▶ [TASK BRIEF]:
Copy the stretch of the tight jeans article below from "1. Tight Jeans" through "wore tight pants.", word for word.

▶ [SELECTED TEXT]:

··········

The fashion industry has declared that “Skinny Jeans Are Dead.” But you may find yourself Googling “Are tight jeans bad” for another reason: weight gain. A Spring 2021 report from the American Psychological Association found that 42 percent of people gained more weight than intended between early 2020 and Spring 2021. Of those, the average weight gain was 29 pounds.
So if your jeans are feeling super snug these days, know that you aren’t alone. But use the side effects of wearing tight jeans outlined below as inspiration to start shedding those extra pounds so you can feel more comfortable and healthy.
1. Tight Jeans and Vaginal Health
Are skinny jeans bad? Many doctors and researchers say vaginal health issues are more common complaints linked to wearing jeans that are too tight.
In 2019, researchers from Boston University’s Public School of health published a study that found wearing tight jeans regularly increased a woman’s risk of experiencing vulvodynia, a condition characterized by chronic pain in a female’s external genital area.
Researchers looked at hygiene and pants preference and found:
•Women wearing tight-fitting jeans four or more times a week had twice the odds of vulvodynia compared to women who never wore tight pants.
•Females who opted to remove their pubic hair all of their pubic hair (versus just in the bikini line area) were 74 percent more likely to have vulvodynia.
Aside from that, wearing tight-fitting jeans is also linked to:
Interestingly, some health experts believe other factors are more likely to play into yeast infections, including things that increase your risk of candida symptoms, like taking broad-spectrum antibiotics.

··········

▶ [MATERIAL SUPPLIED]:
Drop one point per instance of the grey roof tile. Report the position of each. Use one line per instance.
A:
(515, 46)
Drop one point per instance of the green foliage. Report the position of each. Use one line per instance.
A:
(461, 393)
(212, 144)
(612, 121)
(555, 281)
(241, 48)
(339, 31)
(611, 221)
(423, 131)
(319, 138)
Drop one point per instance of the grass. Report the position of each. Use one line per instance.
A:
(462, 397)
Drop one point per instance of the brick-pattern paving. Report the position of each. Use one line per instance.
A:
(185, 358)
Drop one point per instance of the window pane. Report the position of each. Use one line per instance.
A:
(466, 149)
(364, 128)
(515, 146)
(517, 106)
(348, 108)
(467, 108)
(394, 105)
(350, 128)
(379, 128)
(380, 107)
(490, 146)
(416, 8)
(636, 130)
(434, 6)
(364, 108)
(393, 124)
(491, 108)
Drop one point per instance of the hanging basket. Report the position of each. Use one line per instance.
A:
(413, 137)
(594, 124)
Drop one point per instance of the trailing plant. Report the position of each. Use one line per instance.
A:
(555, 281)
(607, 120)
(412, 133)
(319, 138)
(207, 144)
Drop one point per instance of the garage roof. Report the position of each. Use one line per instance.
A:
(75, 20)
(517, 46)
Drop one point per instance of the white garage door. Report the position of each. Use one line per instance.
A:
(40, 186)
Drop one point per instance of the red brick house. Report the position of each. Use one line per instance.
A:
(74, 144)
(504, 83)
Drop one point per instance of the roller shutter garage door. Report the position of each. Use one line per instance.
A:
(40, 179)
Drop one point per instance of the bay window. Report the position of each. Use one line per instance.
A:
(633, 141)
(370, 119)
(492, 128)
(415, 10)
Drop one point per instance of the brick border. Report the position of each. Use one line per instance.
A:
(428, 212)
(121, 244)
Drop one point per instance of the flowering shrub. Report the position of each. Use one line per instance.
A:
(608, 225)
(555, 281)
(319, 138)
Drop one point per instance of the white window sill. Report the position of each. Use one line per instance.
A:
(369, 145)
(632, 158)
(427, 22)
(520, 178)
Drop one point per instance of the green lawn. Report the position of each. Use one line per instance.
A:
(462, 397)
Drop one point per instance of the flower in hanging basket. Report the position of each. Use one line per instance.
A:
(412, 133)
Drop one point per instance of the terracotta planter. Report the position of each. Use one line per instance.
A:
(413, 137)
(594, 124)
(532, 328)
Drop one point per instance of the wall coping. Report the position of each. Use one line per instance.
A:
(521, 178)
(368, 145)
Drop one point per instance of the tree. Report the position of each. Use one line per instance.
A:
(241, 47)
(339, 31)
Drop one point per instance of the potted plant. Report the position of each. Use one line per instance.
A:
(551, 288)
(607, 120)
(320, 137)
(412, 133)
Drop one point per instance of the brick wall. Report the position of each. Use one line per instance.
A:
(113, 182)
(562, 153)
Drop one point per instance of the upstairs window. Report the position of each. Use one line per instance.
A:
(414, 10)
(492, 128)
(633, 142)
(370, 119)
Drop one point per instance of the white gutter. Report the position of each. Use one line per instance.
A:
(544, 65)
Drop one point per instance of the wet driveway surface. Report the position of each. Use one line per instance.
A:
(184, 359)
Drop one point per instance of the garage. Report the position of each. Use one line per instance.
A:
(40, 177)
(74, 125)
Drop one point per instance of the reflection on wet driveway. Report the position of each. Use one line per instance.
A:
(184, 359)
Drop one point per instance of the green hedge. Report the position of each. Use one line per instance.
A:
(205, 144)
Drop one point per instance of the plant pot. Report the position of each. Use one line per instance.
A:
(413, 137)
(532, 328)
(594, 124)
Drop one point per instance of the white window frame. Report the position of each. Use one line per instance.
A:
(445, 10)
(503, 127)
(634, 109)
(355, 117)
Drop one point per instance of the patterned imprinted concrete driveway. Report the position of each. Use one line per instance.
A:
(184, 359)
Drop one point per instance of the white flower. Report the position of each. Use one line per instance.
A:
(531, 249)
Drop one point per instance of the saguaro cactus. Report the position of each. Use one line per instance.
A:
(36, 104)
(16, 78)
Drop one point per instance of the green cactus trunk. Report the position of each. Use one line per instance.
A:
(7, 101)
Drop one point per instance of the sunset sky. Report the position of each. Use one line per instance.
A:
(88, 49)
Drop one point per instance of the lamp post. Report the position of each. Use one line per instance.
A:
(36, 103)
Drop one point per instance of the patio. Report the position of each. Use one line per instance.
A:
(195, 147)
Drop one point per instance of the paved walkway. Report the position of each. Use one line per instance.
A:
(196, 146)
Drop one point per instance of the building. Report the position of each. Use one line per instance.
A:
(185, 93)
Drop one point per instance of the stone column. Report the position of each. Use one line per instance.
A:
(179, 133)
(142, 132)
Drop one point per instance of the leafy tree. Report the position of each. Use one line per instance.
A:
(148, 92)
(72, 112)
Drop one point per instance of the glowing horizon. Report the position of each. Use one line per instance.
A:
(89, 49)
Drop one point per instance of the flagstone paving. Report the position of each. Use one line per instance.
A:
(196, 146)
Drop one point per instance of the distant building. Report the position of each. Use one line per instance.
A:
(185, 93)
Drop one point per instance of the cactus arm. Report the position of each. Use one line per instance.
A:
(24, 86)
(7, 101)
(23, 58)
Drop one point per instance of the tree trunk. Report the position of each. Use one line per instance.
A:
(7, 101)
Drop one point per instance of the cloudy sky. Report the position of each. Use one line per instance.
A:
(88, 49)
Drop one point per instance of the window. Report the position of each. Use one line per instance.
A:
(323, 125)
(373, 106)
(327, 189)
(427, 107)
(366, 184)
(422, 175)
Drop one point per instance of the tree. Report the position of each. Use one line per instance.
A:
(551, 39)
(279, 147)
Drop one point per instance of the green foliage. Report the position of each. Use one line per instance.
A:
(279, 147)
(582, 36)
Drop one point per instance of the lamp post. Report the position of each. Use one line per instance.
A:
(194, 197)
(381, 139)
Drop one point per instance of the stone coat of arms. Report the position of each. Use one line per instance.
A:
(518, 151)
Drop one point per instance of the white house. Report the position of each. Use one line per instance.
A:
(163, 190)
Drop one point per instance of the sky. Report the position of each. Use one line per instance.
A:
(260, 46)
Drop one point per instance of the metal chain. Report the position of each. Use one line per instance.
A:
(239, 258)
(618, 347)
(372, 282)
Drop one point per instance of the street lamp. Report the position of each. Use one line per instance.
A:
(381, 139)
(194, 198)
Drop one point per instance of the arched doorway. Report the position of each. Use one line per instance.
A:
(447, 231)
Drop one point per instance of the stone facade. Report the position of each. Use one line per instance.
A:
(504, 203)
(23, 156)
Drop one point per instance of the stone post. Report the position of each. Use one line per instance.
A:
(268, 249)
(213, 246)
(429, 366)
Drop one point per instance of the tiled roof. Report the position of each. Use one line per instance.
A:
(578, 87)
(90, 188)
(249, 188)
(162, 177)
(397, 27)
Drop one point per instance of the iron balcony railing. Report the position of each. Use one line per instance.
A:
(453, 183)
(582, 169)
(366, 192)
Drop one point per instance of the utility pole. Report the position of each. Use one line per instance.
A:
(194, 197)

··········

▶ [RESULT]:
1. Tight Jeans and Vaginal Health
Are skinny jeans bad? Many doctors and researchers say vaginal health issues are more common complaints linked to wearing jeans that are too tight.
In 2019, researchers from Boston University’s Public School of health published a study that found wearing tight jeans regularly increased a woman’s risk of experiencing vulvodynia, a condition characterized by chronic pain in a female’s external genital area.
Researchers looked at hygiene and pants preference and found:
•Women wearing tight-fitting jeans four or more times a week had twice the odds of vulvodynia compared to women who never wore tight pants.